WORK TO COMPLETE:
Your task is to reproduce the entries below word for word.
(DATASET ENTRIES)
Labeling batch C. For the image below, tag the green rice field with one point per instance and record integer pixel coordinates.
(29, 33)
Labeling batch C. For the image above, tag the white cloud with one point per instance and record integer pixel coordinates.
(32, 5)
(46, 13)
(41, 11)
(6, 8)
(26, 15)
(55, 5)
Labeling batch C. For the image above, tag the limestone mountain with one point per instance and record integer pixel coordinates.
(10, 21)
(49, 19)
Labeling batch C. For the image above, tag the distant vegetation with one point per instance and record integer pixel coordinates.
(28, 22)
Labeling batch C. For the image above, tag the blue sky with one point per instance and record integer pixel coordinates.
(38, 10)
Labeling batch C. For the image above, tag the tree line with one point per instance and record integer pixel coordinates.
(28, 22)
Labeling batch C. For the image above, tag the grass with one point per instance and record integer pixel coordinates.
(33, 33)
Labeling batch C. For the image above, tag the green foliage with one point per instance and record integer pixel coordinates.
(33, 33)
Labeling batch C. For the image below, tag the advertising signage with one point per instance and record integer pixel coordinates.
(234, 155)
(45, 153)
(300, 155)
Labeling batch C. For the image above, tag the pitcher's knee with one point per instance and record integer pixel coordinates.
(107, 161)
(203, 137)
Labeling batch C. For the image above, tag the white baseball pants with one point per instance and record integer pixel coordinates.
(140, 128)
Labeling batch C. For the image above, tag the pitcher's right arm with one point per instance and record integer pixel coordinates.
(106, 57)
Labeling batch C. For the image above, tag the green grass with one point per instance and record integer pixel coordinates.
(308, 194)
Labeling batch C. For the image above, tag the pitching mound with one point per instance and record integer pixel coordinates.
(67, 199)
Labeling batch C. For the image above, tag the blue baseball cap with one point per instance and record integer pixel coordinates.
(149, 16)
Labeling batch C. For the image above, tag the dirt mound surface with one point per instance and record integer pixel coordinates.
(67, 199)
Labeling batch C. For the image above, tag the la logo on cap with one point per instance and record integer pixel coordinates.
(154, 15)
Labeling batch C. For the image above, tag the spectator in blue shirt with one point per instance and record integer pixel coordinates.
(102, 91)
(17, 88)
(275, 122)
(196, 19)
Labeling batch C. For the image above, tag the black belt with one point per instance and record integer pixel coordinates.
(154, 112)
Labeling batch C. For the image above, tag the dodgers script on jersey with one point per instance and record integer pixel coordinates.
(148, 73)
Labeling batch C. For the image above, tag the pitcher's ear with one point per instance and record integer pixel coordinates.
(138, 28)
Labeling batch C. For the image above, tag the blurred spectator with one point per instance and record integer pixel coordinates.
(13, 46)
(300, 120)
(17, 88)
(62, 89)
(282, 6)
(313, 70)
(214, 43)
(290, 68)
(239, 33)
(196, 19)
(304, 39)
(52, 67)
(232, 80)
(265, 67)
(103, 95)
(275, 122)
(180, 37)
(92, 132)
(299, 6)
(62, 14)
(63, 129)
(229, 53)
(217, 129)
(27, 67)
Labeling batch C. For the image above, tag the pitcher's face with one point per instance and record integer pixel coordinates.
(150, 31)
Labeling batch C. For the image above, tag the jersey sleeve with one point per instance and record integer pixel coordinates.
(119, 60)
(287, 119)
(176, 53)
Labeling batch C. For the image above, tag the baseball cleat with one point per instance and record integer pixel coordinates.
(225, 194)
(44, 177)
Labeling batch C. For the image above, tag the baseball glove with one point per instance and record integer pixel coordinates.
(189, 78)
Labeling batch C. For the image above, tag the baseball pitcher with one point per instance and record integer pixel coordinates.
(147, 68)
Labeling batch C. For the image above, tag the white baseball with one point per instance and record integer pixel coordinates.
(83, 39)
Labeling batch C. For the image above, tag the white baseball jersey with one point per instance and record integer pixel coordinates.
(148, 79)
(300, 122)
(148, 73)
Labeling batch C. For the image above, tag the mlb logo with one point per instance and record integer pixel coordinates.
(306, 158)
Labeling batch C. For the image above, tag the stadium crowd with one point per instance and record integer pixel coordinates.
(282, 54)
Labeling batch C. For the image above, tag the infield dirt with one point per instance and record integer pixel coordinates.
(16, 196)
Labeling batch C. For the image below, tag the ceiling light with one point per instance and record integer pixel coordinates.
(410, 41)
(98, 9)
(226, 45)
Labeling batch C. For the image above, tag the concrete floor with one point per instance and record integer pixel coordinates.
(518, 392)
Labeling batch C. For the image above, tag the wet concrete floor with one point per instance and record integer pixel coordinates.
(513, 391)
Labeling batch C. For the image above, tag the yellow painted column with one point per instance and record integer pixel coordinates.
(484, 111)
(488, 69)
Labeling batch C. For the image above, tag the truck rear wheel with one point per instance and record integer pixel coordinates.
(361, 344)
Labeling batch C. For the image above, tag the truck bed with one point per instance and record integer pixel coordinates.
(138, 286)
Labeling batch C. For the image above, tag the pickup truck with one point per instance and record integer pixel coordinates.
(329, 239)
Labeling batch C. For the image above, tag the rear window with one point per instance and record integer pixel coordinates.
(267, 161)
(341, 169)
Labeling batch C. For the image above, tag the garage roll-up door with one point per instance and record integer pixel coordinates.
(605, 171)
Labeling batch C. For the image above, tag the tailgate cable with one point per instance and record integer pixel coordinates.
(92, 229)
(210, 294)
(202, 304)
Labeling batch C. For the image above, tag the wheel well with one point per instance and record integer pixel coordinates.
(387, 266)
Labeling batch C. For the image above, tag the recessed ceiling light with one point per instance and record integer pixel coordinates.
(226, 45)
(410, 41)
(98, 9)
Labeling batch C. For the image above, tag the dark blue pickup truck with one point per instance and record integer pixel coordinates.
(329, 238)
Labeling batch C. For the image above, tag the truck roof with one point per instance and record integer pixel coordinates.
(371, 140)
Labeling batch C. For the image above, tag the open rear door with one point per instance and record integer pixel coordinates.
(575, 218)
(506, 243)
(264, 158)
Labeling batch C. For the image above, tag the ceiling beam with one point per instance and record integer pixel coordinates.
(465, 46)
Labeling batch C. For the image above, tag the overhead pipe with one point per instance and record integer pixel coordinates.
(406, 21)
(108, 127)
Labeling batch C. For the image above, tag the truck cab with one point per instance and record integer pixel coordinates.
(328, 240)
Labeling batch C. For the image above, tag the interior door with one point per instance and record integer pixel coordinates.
(End DATASET ENTRIES)
WRITTEN ANSWER:
Labeling batch C. For the image below, tag the green rice field with one point per instance and record integer pixel coordinates.
(29, 33)
Labeling batch C. For the image above, tag the white cloud with one point per instance and record integer pixel coordinates.
(32, 5)
(46, 13)
(41, 11)
(6, 8)
(26, 15)
(55, 5)
Labeling batch C. For the image above, tag the limestone mountain with one point per instance and record integer pixel coordinates.
(10, 21)
(49, 19)
Labeling batch C. For the image above, tag the distant vegetation with one point per instance and record integer pixel coordinates.
(28, 22)
Labeling batch C. For the image above, tag the blue sky with one point per instance and record integer pixel coordinates.
(38, 10)
Labeling batch C. For the image above, tag the tree line with one point per instance and record integer pixel coordinates.
(28, 22)
Labeling batch C. For the image above, tag the grass with one point per instance and record integer pixel coordinates.
(33, 33)
Labeling batch C. For the image above, tag the green foliage with one point per instance and record integer pixel coordinates.
(33, 33)
Labeling batch C. For the image below, tag the advertising signage with one point per instance and record integer pixel coordinates.
(234, 155)
(45, 153)
(300, 155)
Labeling batch C. For the image above, tag the pitcher's knee with one point per instance and record integer pixel coordinates.
(107, 161)
(203, 137)
Labeling batch C. For the image above, tag the white baseball pants with one point per instance and record integer pixel coordinates.
(140, 128)
Labeling batch C. For the image above, tag the pitcher's right arm with one point per instance and record integer pixel coordinates.
(106, 57)
Labeling batch C. For the image above, tag the green grass with one point per instance and record integer pixel coordinates.
(308, 194)
Labeling batch C. For the image above, tag the pitching mound with one point per instance and record integer pixel coordinates.
(67, 199)
Labeling batch C. For the image above, tag the blue baseball cap with one point per instance and record integer pixel coordinates.
(149, 16)
Labeling batch C. For the image above, tag the dirt mound surface with one point per instance and record integer pixel coordinates.
(67, 199)
Labeling batch C. For the image above, tag the la logo on cap with one point per instance and record integer pixel coordinates.
(154, 15)
Labeling batch C. For the image above, tag the spectator in blue shirt with one point per instance and record integer pixel coordinates.
(102, 91)
(17, 88)
(275, 122)
(196, 19)
Labeling batch C. For the image above, tag the black belt with one point per instance and record integer pixel coordinates.
(154, 112)
Labeling batch C. For the image above, tag the dodgers script on jersey with one point per instance and record integer pixel coordinates.
(148, 73)
Labeling batch C. For the image above, tag the pitcher's ear with one point per instance and record integer pixel coordinates.
(138, 28)
Labeling batch C. For the image above, tag the blurred spectator with one point per instance and record integer pixel coordinates.
(13, 46)
(300, 120)
(17, 88)
(62, 89)
(282, 6)
(313, 70)
(214, 43)
(290, 68)
(239, 33)
(196, 19)
(304, 39)
(52, 67)
(232, 80)
(265, 67)
(103, 95)
(275, 122)
(180, 37)
(92, 132)
(299, 6)
(62, 14)
(63, 129)
(229, 53)
(217, 129)
(27, 67)
Labeling batch C. For the image above, tag the pitcher's face with one point per instance and record integer pixel coordinates.
(150, 31)
Labeling batch C. For the image above, tag the jersey sleeve with one point per instance and record integer pixel coordinates.
(119, 60)
(287, 119)
(176, 53)
Labeling batch C. For the image above, tag the baseball cleat with one point per instance and record integer pixel coordinates.
(225, 194)
(44, 177)
Labeling batch C. For the image above, tag the baseball glove with one point per instance and record integer pixel coordinates.
(189, 78)
Labeling batch C. For the image above, tag the baseball pitcher with one point per instance and record integer pixel coordinates.
(147, 68)
Labeling batch C. For the image above, tag the white baseball with one point per instance and record integer pixel coordinates.
(83, 39)
Labeling batch C. For the image above, tag the white baseball jersey with one point per instance and record integer pixel coordinates.
(148, 79)
(300, 122)
(148, 73)
Labeling batch C. For the image above, tag the mlb logo with one point per instance and record integer pixel coordinates.
(306, 158)
Labeling batch C. For the image above, tag the stadium crowd with one point per instance and record integer pixel coordinates.
(282, 54)
Labeling batch C. For the image above, tag the infield dirt with one point per instance and record integer pixel coordinates.
(16, 196)
Labeling batch C. For the image below, tag the ceiling light with one point per instance and record integer pixel coordinates.
(410, 41)
(98, 9)
(226, 45)
Labeling batch C. For the image above, tag the concrete floor with one point per instance and record integer pixel coordinates.
(518, 392)
Labeling batch C. For the image above, tag the wet concrete floor with one point per instance and record integer pixel coordinates.
(513, 391)
Labeling batch C. For the image above, tag the yellow painted column with one point per instance and record integer pixel coordinates.
(484, 111)
(488, 69)
Labeling batch C. For the image above, tag the truck rear wheel with one point per instance and record integer pixel coordinates.
(361, 344)
Labeling batch C. For the image above, tag the truck bed with one point per instance and record integer pixel coordinates.
(138, 286)
Labeling batch C. For the image above, tag the pickup truck with one point per instance and record integer pixel coordinates.
(329, 239)
Labeling batch C. For the image above, tag the rear window with one point per instance and record integer pixel coordinates.
(267, 161)
(341, 169)
Labeling batch C. For the image above, tag the garage roll-up door with one point per instance and record integer pixel coordinates.
(605, 171)
Labeling batch C. For the image above, tag the tailgate cable with one point per instance and record integer pixel coordinates.
(92, 229)
(210, 294)
(202, 304)
Labeling batch C. For the image above, tag the wheel well with one point per instance and record integer pixel coordinates.
(387, 266)
Labeling batch C. For the image above, tag the recessed ceiling light with one point per instance and record integer pixel coordinates.
(226, 45)
(410, 41)
(98, 9)
Labeling batch C. For the image above, tag the dark blue pickup truck with one point per instance and record integer pixel coordinates.
(329, 238)
Labeling batch C. For the image above, tag the truck roof with one point per instance and record integer pixel coordinates.
(371, 140)
Labeling batch C. For the image above, tag the open rear door with one point per instance and record integer pixel coordinates.
(575, 218)
(506, 243)
(264, 158)
Labeling batch C. For the image above, tag the ceiling beam with one point per instance and record integer pixel coordinates.
(465, 46)
Labeling batch C. For the image above, tag the overhead pipe with one point per instance and record integer pixel coordinates.
(406, 21)
(108, 127)
Labeling batch C. For the image above, tag the truck cab with one point per instance and record integer pixel coordinates.
(328, 240)
Labeling batch C. For the image above, tag the interior door with one point per instance and record integer pixel coordinates.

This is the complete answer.